* **Work required**
Two lines in the data below mark the range: the one with "Query: entablature" and the one with "Please identify the limestone". Return both, along with every line between them, exactly.

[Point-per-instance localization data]
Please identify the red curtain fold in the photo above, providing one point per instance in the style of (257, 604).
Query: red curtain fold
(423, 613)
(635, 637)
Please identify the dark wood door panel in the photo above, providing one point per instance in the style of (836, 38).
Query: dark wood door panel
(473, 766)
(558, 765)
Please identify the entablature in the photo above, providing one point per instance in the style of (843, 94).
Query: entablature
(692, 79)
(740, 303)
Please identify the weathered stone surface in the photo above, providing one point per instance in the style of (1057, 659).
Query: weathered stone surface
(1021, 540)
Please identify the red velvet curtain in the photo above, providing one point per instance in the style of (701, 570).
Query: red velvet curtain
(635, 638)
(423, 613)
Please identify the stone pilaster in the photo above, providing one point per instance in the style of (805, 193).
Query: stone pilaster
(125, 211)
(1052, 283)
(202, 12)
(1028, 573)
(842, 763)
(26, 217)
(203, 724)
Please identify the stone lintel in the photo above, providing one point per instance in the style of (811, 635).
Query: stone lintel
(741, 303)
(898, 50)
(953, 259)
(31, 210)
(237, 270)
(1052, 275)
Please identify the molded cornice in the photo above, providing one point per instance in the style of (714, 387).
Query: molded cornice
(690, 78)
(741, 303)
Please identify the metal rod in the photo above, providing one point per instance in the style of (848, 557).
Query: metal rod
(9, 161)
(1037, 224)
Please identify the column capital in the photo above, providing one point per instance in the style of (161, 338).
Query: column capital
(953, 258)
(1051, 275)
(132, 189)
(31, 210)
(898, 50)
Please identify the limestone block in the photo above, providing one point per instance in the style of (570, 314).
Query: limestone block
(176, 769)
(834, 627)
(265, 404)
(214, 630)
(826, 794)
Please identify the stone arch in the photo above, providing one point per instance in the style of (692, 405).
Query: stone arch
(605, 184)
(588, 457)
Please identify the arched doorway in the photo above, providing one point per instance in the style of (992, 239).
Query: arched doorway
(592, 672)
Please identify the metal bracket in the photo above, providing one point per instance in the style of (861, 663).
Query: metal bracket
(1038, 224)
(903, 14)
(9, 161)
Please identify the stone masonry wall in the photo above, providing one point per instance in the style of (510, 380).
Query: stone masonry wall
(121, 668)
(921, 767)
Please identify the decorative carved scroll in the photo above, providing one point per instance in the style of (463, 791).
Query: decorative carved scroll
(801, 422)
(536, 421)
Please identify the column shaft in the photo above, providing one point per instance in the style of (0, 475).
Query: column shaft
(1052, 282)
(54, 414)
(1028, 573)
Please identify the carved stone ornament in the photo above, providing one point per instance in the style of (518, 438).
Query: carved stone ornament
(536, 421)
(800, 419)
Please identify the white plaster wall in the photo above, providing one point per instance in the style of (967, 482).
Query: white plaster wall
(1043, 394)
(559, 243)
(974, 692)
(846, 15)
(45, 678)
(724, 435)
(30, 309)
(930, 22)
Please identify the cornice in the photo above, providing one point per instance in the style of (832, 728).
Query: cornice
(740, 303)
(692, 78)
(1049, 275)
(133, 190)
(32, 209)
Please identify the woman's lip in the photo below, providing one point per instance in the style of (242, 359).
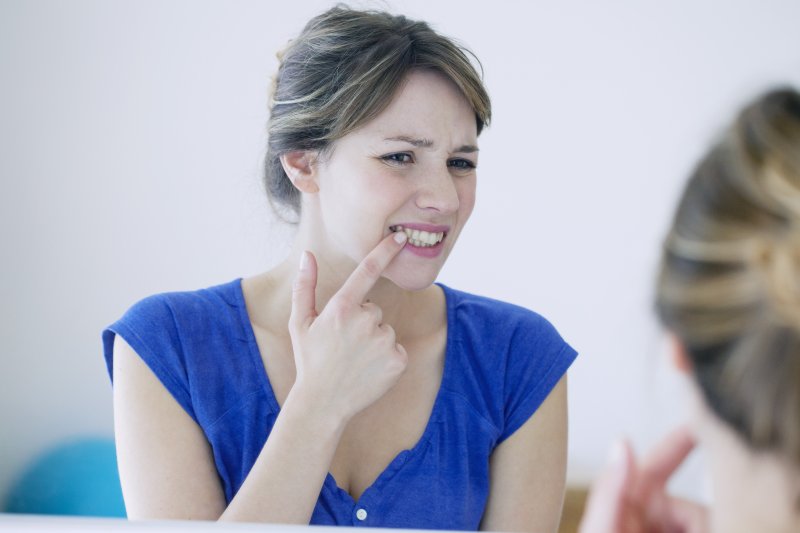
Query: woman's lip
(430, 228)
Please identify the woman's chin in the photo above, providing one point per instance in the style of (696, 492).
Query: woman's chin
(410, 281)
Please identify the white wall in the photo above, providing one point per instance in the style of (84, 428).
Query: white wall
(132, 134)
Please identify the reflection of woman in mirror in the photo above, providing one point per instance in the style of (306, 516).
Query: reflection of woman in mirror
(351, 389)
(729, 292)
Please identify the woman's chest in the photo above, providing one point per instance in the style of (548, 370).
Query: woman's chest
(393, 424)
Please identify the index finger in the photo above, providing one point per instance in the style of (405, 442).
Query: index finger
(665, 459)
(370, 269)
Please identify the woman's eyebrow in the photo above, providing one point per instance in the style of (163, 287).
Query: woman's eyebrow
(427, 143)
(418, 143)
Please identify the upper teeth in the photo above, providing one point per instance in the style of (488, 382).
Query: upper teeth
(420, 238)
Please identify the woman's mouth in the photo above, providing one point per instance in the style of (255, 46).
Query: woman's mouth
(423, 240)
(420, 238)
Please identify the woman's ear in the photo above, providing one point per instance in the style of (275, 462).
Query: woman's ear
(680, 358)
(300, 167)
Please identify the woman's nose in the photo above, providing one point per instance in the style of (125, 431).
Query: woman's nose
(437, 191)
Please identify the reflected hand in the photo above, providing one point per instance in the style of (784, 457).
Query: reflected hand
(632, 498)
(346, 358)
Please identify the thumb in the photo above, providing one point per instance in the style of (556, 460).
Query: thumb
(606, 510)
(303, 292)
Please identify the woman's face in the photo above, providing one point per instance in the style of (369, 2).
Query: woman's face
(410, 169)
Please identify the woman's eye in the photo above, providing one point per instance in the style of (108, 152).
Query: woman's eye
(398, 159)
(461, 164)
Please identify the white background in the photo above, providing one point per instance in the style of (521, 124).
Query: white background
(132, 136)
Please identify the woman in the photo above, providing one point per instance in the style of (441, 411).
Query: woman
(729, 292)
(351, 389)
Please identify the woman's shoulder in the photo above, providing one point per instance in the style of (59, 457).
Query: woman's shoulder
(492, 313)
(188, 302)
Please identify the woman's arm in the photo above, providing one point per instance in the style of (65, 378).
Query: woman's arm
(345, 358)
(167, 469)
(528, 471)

* **Task answer**
Query: entablature
(692, 79)
(740, 303)
Please identify the weathered stone surface in the photo above, providing one point per instance in the style of (1057, 659).
Query: weathered stone surface
(1021, 540)
Please identify the red velvet curtain in the photo above, providing one point per instance in the style of (701, 570).
Query: red velvet curtain
(635, 638)
(423, 613)
Please identify the stone pilaster in the photo above, providing one point per instance in the style of (805, 193).
Query: stone pilaster
(125, 211)
(1052, 283)
(202, 12)
(1028, 573)
(842, 763)
(26, 217)
(203, 724)
Please identify the stone lintel in the photo above, providing one point per instance in the style of (811, 635).
Query: stone lintel
(741, 303)
(898, 50)
(953, 259)
(31, 210)
(237, 270)
(1052, 275)
Please identify the molded cornice in the photo above, providing one point per instance in the style of (714, 387).
Query: molded cornice
(690, 78)
(741, 303)
Please identify the metal rod in the photo above, providing one point per instance in the style of (848, 557).
Query: metal rod
(9, 161)
(1037, 224)
Please identify the column capital in the photo above, providing one point per instance in the style of (161, 338).
Query: column capital
(953, 258)
(1051, 275)
(132, 189)
(31, 210)
(898, 50)
Please identify the limestone block in the photo above, providing one point per instance in the style of (570, 314).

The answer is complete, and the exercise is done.